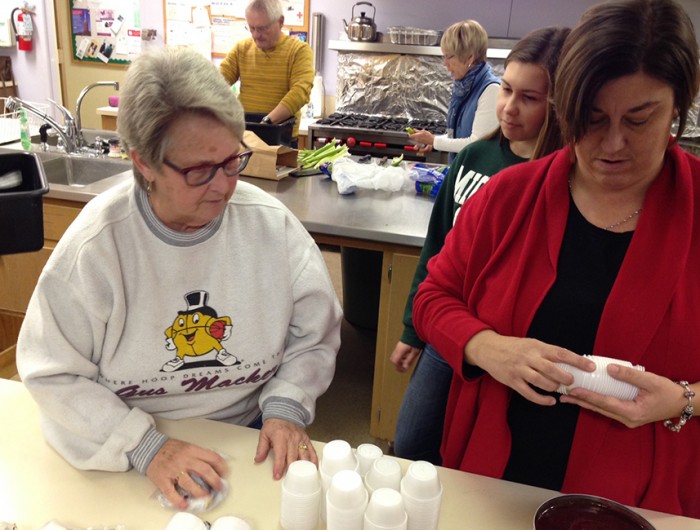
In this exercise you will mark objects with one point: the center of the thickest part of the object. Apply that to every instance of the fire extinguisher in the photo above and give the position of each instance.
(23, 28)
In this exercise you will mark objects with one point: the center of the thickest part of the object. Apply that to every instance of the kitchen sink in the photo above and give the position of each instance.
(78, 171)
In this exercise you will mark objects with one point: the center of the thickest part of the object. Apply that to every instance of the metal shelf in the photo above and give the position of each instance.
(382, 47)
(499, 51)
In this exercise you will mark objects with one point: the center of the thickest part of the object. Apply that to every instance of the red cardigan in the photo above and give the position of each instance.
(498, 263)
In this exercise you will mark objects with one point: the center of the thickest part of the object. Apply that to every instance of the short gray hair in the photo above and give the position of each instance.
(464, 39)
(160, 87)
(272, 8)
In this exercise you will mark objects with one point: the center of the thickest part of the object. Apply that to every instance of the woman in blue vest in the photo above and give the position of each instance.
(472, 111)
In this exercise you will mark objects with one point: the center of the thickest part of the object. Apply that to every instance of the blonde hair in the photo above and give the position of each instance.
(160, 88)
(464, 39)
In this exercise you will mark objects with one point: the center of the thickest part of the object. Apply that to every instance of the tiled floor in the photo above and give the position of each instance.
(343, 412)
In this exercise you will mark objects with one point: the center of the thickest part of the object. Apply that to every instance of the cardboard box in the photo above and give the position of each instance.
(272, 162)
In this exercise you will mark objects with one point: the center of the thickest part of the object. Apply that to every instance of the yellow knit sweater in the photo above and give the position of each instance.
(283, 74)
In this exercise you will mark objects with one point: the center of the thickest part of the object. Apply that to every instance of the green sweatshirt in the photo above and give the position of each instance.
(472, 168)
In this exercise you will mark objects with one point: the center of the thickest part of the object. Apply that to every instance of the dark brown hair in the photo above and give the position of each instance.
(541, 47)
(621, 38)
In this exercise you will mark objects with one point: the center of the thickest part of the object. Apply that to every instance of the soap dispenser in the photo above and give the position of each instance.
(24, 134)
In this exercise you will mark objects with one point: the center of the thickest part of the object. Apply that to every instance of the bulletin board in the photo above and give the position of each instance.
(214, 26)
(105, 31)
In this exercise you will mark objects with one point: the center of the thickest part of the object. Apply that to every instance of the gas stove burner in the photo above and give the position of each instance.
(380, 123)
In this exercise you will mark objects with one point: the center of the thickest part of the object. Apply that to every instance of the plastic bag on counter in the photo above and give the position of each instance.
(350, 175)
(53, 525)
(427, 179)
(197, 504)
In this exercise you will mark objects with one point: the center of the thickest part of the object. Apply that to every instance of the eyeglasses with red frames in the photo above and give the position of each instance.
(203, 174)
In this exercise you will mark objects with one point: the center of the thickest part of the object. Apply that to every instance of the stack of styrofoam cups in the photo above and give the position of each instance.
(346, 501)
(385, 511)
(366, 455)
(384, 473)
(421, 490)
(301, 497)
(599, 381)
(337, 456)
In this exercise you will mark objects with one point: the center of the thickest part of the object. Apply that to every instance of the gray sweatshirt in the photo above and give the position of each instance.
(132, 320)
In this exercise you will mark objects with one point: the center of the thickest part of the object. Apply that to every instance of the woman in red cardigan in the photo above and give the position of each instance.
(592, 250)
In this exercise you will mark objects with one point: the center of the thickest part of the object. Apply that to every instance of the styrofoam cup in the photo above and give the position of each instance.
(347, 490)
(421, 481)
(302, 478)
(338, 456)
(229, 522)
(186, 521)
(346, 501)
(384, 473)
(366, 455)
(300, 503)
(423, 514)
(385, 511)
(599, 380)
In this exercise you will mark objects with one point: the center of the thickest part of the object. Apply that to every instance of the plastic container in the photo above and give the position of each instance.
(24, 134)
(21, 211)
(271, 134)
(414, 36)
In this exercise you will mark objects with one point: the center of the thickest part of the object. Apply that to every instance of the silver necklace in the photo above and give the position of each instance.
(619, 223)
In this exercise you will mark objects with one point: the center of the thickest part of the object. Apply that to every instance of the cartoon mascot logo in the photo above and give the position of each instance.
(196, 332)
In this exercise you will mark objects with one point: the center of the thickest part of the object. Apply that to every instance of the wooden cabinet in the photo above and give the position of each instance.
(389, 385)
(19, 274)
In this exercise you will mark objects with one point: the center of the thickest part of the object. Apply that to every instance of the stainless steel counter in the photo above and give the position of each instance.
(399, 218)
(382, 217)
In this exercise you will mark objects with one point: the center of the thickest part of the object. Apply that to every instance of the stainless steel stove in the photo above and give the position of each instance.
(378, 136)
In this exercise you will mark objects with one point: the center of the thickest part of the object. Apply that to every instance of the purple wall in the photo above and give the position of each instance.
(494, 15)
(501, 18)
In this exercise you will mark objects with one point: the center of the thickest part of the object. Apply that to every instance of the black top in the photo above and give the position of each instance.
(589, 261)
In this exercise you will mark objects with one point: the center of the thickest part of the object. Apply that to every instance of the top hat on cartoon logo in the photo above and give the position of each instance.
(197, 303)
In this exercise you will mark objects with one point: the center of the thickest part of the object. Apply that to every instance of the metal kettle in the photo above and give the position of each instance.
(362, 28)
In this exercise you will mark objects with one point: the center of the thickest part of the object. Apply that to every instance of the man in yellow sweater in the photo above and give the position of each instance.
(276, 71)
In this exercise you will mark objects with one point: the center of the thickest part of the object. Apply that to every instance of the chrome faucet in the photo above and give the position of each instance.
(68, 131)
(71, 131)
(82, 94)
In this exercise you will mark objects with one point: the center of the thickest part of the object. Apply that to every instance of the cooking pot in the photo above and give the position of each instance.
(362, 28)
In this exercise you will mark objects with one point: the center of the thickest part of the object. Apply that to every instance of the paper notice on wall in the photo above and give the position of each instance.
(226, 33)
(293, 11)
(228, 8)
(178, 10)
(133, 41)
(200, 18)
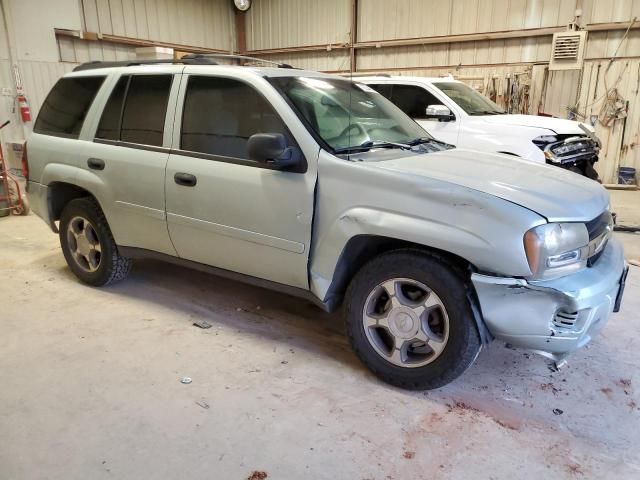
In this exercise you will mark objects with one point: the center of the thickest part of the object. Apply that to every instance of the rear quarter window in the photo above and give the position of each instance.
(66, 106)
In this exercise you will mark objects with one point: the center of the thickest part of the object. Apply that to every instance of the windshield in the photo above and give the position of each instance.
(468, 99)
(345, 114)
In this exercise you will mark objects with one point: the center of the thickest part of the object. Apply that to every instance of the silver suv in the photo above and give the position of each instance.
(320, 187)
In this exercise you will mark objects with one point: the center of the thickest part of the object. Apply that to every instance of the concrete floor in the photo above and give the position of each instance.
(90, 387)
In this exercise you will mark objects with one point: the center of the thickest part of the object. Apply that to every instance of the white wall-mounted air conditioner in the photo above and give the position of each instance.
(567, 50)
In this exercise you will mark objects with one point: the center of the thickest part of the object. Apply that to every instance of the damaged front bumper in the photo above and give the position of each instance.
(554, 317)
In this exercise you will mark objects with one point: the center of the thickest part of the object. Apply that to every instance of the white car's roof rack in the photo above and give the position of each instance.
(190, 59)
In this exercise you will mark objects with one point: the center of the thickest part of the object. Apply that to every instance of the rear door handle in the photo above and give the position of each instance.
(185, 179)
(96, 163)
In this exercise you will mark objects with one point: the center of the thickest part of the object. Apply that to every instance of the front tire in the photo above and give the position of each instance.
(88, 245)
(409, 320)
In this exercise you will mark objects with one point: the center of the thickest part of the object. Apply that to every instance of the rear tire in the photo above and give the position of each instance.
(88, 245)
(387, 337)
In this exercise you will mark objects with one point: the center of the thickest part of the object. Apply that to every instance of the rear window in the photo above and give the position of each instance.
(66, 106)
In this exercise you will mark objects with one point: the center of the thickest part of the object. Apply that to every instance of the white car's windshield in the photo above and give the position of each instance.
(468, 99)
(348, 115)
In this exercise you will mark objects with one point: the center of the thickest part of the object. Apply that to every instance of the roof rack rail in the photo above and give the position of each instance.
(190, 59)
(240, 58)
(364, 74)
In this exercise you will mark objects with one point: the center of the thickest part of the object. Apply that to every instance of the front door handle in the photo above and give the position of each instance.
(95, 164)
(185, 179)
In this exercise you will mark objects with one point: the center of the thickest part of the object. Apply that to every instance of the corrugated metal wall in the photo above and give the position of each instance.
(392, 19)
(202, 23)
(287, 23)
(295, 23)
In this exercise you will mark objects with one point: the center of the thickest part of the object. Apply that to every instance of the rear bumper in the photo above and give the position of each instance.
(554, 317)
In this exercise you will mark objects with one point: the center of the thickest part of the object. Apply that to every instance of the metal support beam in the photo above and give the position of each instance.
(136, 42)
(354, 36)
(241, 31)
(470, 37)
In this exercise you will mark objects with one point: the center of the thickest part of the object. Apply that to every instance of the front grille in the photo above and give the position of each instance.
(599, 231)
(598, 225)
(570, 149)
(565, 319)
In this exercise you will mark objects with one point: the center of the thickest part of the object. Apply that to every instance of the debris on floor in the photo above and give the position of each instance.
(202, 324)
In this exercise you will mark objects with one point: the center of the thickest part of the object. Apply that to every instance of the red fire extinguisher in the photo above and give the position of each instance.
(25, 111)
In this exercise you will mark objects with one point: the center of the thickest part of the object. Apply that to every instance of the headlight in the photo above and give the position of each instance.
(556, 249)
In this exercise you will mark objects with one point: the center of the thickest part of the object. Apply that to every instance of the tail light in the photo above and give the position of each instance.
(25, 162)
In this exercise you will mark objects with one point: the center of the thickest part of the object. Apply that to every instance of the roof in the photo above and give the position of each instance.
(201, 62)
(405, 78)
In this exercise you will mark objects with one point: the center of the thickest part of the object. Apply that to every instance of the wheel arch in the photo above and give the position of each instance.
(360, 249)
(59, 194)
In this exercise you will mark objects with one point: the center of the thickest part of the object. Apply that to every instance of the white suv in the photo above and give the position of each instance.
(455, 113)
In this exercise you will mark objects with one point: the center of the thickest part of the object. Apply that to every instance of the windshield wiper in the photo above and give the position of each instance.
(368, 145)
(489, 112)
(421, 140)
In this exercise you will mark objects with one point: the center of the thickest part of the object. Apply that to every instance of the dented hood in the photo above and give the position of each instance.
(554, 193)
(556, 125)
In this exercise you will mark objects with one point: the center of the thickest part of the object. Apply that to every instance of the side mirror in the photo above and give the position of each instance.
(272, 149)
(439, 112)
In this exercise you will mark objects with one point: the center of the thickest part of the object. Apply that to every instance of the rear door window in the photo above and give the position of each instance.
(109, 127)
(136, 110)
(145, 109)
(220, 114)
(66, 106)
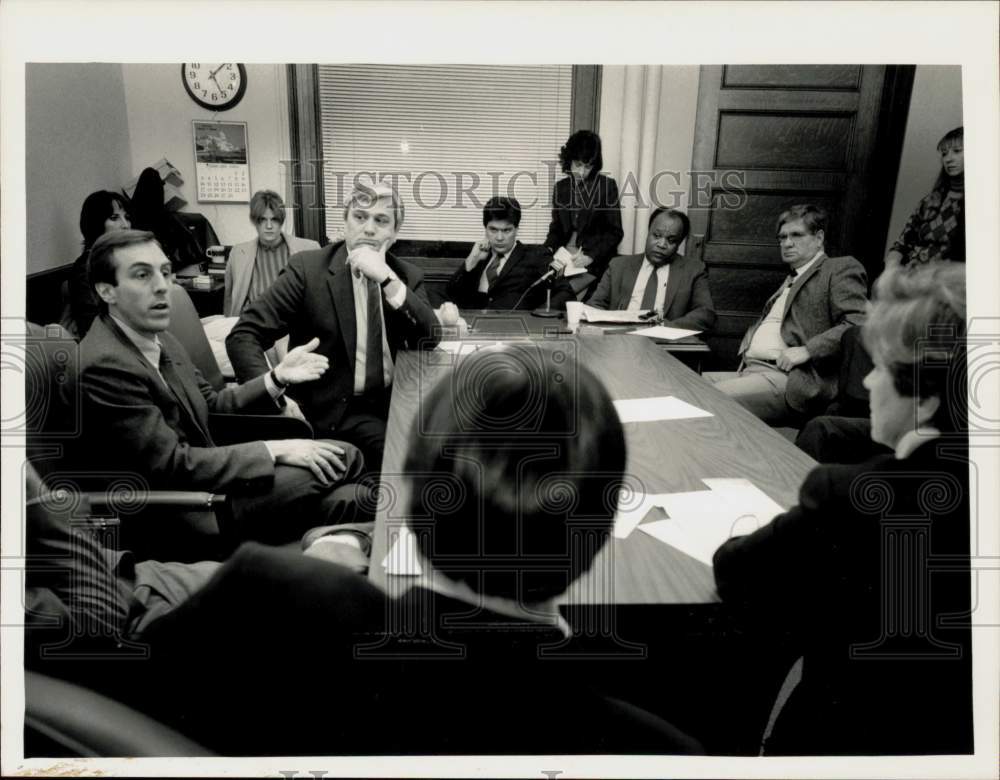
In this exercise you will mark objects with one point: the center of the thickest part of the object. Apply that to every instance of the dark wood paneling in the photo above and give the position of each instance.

────

» Given request: Starting at the line of the data that contains "of the dented" and ending at the last line of the data, format those lines as a numbered list, omitting blank lines and leaving out the pictures.

» Output of the task:
1. In this exercise you will mark objects with one point: the center of the thickest part of the object. Apply that to every instance of the dented hood in the photo above and give the position of each instance.
2. (554, 193)
3. (556, 125)
4. In this exercise you will mark objects with one point: the center of the thickest part of the object. Apply that to every instance of the side mirror in the photo above and give the position of each instance.
5. (272, 149)
6. (439, 112)
7. In this exercise you will mark objects with one point: the center of the thickest part of the object. Apply that to every instance of the rear door window in the photo above and give the position of each instance.
8. (109, 127)
9. (136, 110)
10. (145, 109)
11. (220, 114)
12. (66, 106)
13. In this exercise you will mark objects with one point: the center of the thickest part of the object. Apply that to every instance of the dark wood paneling in the photo above and give the position of each instance.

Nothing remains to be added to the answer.